Retype exactly the lines from the line with "find the brown soil" to the end of the data, keeping both boundary lines.
>> BEGIN Record list
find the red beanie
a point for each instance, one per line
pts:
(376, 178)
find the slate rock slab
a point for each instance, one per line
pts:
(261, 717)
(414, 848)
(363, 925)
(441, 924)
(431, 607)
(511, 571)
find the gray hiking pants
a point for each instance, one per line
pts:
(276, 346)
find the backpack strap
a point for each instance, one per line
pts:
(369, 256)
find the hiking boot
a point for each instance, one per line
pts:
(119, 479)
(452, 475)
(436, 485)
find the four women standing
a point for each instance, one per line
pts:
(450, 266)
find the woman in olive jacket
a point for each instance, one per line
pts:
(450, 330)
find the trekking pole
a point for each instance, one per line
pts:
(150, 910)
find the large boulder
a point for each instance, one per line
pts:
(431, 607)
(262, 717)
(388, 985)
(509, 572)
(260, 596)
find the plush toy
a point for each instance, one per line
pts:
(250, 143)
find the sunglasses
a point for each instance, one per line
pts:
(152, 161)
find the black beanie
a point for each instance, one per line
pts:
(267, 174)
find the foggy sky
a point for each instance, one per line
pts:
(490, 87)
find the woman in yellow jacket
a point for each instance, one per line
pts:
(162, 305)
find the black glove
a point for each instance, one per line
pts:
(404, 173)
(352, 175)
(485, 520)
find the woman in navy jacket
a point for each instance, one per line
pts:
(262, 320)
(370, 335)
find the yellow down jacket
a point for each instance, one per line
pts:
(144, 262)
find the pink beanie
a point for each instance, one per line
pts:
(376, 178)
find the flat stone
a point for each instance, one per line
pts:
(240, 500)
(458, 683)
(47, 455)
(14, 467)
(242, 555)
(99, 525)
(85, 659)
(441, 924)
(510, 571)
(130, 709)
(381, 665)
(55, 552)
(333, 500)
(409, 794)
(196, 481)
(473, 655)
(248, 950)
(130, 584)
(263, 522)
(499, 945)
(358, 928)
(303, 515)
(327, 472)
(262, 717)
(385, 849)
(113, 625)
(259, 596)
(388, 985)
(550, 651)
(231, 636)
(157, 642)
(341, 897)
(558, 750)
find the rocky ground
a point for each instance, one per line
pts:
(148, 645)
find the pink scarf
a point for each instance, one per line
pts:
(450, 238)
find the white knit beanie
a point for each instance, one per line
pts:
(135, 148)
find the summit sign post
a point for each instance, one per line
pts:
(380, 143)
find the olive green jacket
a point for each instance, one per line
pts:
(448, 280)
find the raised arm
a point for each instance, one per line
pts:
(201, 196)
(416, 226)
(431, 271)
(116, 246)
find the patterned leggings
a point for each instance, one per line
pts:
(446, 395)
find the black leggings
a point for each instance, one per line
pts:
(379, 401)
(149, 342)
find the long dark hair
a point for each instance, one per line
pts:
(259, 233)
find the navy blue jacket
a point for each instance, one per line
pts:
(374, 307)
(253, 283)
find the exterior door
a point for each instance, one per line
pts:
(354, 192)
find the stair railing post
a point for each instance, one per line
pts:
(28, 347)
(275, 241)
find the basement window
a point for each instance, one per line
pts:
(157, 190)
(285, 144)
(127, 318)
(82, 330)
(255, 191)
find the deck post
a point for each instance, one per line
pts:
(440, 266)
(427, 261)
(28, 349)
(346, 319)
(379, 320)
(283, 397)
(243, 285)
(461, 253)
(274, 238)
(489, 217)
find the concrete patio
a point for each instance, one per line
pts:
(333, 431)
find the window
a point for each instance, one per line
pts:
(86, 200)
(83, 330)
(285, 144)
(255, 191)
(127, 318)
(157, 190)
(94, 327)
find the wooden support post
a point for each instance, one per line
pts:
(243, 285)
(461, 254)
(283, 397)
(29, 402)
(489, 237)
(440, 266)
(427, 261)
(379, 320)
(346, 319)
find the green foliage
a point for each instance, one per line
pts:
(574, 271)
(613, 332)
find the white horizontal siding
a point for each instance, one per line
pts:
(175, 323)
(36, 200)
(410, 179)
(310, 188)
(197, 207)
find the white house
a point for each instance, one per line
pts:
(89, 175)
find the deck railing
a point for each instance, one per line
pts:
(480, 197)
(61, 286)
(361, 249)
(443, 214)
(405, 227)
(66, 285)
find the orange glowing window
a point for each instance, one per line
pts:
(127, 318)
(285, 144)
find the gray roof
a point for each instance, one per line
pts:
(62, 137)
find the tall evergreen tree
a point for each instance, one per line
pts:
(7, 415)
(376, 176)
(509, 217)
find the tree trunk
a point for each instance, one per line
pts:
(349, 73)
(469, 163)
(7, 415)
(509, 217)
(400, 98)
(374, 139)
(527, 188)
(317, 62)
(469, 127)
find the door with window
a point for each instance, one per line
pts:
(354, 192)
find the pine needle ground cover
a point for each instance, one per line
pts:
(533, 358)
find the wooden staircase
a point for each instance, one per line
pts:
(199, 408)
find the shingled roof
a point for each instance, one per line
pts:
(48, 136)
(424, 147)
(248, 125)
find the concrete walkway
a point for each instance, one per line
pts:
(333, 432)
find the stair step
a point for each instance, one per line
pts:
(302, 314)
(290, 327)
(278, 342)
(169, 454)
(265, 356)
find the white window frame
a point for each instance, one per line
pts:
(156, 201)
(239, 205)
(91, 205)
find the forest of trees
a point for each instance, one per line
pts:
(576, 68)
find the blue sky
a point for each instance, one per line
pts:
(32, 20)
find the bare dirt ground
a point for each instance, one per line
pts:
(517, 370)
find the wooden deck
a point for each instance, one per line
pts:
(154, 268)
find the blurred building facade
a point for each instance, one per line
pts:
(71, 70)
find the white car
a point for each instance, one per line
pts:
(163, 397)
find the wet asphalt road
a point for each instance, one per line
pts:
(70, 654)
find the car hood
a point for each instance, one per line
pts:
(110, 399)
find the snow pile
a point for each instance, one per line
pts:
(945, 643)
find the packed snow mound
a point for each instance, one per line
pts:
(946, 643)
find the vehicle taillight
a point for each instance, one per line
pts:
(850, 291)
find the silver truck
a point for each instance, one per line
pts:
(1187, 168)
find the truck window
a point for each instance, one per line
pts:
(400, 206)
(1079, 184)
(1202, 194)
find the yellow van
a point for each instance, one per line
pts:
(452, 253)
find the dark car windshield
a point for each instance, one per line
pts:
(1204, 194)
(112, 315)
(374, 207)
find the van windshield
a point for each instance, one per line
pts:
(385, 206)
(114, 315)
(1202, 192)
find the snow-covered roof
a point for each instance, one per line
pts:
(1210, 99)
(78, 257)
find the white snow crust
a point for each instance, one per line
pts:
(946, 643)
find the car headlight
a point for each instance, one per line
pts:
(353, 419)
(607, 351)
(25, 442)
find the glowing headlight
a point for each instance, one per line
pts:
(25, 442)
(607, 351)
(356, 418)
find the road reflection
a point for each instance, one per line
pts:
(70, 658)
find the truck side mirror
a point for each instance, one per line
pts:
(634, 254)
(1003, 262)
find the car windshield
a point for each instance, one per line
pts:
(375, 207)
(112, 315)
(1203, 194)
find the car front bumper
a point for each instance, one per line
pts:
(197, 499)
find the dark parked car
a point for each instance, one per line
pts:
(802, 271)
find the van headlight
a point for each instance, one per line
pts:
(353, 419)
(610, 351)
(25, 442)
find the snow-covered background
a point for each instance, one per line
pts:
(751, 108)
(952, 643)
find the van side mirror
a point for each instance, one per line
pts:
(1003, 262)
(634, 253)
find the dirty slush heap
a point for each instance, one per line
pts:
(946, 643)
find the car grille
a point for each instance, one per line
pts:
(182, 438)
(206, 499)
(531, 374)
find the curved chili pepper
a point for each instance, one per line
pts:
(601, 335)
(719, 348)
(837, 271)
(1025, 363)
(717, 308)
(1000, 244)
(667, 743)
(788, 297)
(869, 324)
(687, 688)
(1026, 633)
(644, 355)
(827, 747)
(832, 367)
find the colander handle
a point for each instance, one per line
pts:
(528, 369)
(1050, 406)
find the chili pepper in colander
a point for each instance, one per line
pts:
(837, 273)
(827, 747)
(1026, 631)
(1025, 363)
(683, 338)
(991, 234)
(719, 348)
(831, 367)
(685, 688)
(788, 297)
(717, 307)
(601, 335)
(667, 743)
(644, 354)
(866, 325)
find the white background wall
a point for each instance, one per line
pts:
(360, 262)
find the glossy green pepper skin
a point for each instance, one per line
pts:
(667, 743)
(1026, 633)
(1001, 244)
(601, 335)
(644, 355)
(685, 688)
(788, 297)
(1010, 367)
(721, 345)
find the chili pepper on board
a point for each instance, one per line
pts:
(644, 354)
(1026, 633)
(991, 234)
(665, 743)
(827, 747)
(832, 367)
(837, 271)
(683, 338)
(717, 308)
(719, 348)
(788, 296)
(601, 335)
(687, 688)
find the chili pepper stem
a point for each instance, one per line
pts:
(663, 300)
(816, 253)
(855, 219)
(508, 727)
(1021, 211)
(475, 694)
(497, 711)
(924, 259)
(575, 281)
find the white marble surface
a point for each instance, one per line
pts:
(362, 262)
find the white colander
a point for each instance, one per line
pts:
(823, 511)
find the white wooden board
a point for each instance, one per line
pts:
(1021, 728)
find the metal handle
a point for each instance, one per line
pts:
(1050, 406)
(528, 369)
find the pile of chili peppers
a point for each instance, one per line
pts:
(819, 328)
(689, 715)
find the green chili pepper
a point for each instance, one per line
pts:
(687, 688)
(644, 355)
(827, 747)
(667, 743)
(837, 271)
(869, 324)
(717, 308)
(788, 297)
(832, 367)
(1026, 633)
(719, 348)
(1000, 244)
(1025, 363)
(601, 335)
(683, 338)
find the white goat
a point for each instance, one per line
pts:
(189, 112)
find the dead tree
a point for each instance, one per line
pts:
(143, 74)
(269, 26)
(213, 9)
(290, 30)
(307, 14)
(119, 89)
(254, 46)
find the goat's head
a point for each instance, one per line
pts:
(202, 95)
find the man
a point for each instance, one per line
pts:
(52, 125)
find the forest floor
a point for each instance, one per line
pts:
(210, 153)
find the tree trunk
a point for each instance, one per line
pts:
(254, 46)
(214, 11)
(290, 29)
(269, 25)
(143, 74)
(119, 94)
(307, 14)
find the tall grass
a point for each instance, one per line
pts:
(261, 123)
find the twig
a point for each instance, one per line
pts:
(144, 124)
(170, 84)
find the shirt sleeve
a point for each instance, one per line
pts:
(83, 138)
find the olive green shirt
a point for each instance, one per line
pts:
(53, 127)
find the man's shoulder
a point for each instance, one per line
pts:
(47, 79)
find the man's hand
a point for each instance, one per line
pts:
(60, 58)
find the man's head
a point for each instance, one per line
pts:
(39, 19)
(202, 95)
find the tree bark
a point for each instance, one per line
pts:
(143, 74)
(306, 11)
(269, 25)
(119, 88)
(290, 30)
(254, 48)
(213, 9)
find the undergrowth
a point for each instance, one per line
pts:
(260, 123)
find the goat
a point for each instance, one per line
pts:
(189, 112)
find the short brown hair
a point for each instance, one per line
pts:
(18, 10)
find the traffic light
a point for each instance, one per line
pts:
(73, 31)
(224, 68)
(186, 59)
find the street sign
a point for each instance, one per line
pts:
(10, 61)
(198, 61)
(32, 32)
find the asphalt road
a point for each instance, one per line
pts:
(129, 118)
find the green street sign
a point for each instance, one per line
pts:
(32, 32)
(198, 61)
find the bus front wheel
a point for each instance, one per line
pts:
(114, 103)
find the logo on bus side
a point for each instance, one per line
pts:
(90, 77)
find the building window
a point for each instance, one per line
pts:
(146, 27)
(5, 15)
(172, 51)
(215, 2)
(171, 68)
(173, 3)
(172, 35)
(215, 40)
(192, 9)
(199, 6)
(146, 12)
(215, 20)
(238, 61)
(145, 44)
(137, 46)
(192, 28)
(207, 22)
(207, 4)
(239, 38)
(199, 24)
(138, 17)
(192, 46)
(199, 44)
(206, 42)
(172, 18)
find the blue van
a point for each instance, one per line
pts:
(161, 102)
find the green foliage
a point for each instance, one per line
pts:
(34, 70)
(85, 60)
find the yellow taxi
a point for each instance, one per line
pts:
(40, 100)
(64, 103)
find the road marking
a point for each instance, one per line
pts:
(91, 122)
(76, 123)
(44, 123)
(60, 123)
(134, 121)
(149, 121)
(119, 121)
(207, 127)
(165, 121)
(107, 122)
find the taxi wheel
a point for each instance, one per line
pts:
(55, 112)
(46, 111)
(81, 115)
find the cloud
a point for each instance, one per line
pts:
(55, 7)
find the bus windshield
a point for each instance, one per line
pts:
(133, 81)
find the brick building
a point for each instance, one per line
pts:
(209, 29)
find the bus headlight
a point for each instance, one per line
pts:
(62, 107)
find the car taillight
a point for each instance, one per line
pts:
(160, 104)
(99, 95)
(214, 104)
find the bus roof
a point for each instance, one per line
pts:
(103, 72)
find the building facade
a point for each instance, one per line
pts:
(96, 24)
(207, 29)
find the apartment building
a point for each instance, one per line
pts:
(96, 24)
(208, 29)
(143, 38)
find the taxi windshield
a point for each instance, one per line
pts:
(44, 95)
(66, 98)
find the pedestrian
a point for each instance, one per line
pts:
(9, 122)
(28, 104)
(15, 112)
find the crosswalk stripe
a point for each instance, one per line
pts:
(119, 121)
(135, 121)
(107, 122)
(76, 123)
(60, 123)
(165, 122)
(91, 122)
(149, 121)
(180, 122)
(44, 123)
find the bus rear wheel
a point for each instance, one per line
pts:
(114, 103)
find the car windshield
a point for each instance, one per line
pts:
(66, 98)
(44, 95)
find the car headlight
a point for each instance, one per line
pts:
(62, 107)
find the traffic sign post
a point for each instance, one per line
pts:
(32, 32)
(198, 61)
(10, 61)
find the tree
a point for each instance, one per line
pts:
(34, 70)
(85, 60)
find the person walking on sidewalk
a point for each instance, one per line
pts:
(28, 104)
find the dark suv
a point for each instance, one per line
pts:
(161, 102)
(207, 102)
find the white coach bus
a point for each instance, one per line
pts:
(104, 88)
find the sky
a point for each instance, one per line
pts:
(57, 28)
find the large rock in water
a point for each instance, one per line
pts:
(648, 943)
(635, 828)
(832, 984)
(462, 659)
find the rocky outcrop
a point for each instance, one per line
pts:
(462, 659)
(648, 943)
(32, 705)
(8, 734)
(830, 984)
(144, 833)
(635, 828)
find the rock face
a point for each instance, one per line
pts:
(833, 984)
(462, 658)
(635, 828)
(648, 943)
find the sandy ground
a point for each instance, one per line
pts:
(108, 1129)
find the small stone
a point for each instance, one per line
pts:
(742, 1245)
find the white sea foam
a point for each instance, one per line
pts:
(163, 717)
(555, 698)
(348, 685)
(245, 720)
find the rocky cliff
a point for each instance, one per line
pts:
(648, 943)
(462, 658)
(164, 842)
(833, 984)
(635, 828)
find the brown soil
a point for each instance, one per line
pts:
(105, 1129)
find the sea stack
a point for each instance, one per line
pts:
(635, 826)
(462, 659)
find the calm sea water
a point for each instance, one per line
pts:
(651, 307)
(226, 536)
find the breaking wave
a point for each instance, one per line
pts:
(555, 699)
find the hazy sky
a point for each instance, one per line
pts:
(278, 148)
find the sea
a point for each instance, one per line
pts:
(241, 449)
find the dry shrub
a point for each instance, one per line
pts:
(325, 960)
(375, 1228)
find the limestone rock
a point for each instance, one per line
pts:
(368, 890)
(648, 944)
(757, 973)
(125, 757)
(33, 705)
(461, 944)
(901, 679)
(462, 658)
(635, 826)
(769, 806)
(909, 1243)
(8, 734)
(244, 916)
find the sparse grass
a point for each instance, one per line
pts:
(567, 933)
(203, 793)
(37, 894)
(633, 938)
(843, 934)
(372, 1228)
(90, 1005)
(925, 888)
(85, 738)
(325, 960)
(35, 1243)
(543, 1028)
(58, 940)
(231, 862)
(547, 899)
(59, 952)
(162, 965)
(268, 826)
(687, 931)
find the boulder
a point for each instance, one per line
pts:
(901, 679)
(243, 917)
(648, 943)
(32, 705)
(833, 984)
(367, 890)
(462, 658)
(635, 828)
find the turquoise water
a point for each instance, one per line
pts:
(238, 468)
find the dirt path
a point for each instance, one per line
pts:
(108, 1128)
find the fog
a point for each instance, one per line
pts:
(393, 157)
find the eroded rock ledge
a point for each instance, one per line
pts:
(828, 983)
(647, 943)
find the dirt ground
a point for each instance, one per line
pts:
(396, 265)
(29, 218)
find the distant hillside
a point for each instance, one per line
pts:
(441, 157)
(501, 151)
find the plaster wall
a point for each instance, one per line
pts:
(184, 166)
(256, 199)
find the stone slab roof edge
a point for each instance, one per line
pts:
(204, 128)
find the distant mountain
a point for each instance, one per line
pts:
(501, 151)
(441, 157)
>> END Record list
__Task answer__
find the brown soil
a point for each instance, one per line
pts:
(105, 1129)
find the sea stack
a point for each instance, one per line
pts:
(635, 826)
(462, 659)
find the calm sea water
a point for each instance, one per line
pts:
(651, 307)
(226, 536)
find the breaking wave
a point for each instance, one per line
pts:
(555, 699)
find the hazy sky
a point for each instance, one per line
pts:
(278, 148)
find the sea
a point for each instance, one per line
pts:
(241, 449)
find the dry shrub
a point for each instance, one per line
pts:
(325, 960)
(375, 1228)
find the limestone rock
a point for each instance, one per line
pts:
(368, 890)
(648, 944)
(757, 973)
(125, 757)
(33, 705)
(461, 944)
(901, 679)
(462, 658)
(635, 826)
(769, 806)
(909, 1243)
(8, 734)
(244, 916)
find the sparse grass
a point for each instance, one per line
pts:
(567, 933)
(203, 793)
(37, 894)
(633, 938)
(843, 934)
(372, 1228)
(90, 1005)
(925, 888)
(85, 738)
(325, 960)
(35, 1243)
(543, 1028)
(58, 940)
(231, 862)
(547, 899)
(59, 952)
(162, 965)
(268, 826)
(687, 931)
find the boulder
a point for each instance, one per line
pts:
(901, 679)
(243, 917)
(648, 943)
(32, 705)
(833, 984)
(367, 890)
(462, 658)
(635, 828)
find the turquoise water
a point for each instance, one per line
pts:
(238, 468)
find the dirt path
a point for each instance, one per line
pts:
(108, 1128)
find the fog
a point for each instance, one per line
pts:
(393, 157)
find the eroded rock ledge
a point for each instance, one per line
pts:
(828, 983)
(647, 943)
find the dirt ground
a point for each instance, one per line
pts:
(396, 265)
(29, 218)
find the distant hillside
a point for each instance, one per line
pts:
(441, 157)
(501, 151)
find the plaster wall
a point for each instance, one per line
pts:
(184, 166)
(256, 199)
find the stone slab roof edge
a point for each instance, one per line
pts:
(204, 128)
find the distant mountain
a point for each instance, one per line
pts:
(501, 151)
(441, 157)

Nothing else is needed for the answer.